***** Working data
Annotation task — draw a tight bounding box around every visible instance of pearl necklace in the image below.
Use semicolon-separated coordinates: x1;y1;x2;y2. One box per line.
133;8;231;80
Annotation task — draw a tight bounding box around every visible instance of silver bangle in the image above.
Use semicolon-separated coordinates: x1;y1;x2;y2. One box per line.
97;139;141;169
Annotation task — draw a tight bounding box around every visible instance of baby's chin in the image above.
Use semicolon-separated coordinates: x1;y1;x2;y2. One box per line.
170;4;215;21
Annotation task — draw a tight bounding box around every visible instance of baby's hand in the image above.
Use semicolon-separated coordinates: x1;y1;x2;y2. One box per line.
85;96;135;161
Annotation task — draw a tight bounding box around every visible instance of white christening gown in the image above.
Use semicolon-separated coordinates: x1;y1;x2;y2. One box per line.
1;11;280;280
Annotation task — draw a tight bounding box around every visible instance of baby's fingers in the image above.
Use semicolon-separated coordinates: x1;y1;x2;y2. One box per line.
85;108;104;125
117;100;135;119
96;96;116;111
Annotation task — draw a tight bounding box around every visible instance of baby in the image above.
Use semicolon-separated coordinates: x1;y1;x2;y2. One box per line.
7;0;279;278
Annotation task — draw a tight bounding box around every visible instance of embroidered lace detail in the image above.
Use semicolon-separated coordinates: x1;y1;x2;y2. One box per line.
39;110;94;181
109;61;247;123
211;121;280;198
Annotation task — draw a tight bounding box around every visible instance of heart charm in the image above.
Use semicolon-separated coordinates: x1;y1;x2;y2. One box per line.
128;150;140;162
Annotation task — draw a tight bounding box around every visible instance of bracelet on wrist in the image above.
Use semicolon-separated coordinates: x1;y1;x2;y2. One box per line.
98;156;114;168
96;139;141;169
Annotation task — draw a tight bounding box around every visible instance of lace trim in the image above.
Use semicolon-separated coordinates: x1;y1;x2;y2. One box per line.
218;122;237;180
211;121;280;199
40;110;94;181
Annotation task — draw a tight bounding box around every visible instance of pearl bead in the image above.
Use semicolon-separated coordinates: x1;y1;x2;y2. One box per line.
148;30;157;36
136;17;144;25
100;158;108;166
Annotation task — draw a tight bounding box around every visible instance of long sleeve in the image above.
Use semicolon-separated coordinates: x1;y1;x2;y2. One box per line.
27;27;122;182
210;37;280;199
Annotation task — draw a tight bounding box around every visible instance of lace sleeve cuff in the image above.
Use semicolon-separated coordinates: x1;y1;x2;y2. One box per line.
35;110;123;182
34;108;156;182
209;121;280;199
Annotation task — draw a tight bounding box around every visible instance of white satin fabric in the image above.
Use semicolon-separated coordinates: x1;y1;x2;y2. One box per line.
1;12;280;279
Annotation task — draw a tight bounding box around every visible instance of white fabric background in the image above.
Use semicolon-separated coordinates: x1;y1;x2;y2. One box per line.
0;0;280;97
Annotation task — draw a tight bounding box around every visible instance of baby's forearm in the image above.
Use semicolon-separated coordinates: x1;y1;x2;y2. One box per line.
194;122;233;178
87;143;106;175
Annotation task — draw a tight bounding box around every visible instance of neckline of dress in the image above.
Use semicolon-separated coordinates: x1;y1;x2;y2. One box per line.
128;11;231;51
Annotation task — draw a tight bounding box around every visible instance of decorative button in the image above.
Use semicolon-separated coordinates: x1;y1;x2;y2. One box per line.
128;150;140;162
**********
***** Working data
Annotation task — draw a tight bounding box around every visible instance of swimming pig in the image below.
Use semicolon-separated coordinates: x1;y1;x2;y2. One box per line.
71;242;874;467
**********
***** Working data
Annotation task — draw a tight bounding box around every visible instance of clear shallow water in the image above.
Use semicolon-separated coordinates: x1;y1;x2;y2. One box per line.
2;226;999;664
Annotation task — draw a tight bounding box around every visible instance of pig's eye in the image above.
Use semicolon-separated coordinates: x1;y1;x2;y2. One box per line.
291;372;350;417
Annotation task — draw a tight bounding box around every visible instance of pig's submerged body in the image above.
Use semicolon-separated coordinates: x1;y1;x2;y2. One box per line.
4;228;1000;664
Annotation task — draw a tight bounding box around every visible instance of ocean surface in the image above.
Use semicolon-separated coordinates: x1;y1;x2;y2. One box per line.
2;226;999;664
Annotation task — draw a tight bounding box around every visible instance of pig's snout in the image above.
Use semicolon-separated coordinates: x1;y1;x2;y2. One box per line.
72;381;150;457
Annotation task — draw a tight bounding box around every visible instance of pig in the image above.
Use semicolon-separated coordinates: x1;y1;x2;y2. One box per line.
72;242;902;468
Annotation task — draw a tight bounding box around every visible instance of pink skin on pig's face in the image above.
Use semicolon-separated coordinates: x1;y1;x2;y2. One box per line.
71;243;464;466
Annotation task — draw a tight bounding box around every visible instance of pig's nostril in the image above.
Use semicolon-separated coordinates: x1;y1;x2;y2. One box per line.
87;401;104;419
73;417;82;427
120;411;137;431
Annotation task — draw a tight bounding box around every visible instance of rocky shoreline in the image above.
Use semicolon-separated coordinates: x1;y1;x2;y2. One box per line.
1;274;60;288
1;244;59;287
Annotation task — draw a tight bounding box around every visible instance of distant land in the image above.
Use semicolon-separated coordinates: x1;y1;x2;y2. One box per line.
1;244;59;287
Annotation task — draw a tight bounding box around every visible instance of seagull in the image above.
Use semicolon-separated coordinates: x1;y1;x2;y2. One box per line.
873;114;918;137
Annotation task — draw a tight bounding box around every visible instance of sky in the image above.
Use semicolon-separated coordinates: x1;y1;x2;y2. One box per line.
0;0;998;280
**********
§ **Exercise prompt**
Using the records above, report each line that contains the word "below" by copying it.

§ **Answer to this exercise**
Annotation task — draw a tight bounding box around every visible instance of pearl necklace in the image below.
Annotation task — draw a tight bounding box around every visible instance of swimming pig in the image below.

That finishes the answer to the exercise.